* _SELECTION_:
Not so much reviews as what I’ve enjoyed. I have eclectic tastes but what marks a good book for me is being able to sink into the writing. I’ll put up with writing I can’t quite get on with if the story really reels me in, but I’ll read the slowest novel ever if I love those words. I’m catching up here for the time being, posting when I get a chance the books I’ve enjoyed over the last year or so…quite a few!
Beautifully written study of the human state in its many frailities and some strengths
A novel worthy of its best seller status. The narrator, Danny, never really knew the mother who left her two small children and her husband to work with the poor in faraway India. She’s something of a saint to the two women now entrusted with Danny and his sister Maeve’s upbringiug. Maeve, much older, misses and blames her mother and their once warm father grows distant from his children. But whatever contentment the household has is cracked by the arrival of Andrea, splintered further when Andrea marries the father and brings her two daughters to live in the house, and finally shattered when the father dies and everything – the house, his business, even Maeve’s car – is left to his new wife.
The house – the Dutch house of the title – is where Danny and Maeve have always found solidity and comfort, but it is Andrea’s desperate wish to live in and own the house itself for its glorious over the top nature, which destroys their comfort and might destroy their lives.

* _RECORDED INFORMATION_:
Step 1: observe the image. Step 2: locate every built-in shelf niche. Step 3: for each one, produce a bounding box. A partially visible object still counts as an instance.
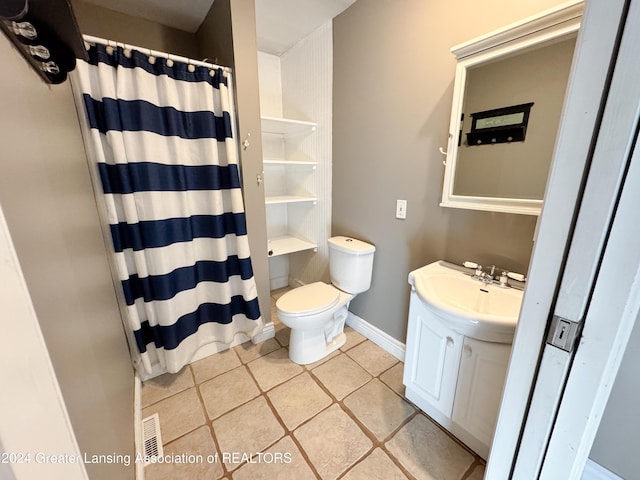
[262,117,318,257]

* _DIRECTION 1_: List every person the review mentions by name.
* _DIRECTION 2_: Duplicate the part of the review starting with "Beautifully written study" and going on through "his new wife.".
The data has no connection to the review.

* _COMPLETE ANSWER 1_: Danny, Maeve, Andrea

* _COMPLETE ANSWER 2_:
Beautifully written study of the human state in its many frailities and some strengths
A novel worthy of its best seller status. The narrator, Danny, never really knew the mother who left her two small children and her husband to work with the poor in faraway India. She’s something of a saint to the two women now entrusted with Danny and his sister Maeve’s upbringiug. Maeve, much older, misses and blames her mother and their once warm father grows distant from his children. But whatever contentment the household has is cracked by the arrival of Andrea, splintered further when Andrea marries the father and brings her two daughters to live in the house, and finally shattered when the father dies and everything – the house, his business, even Maeve’s car – is left to his new wife.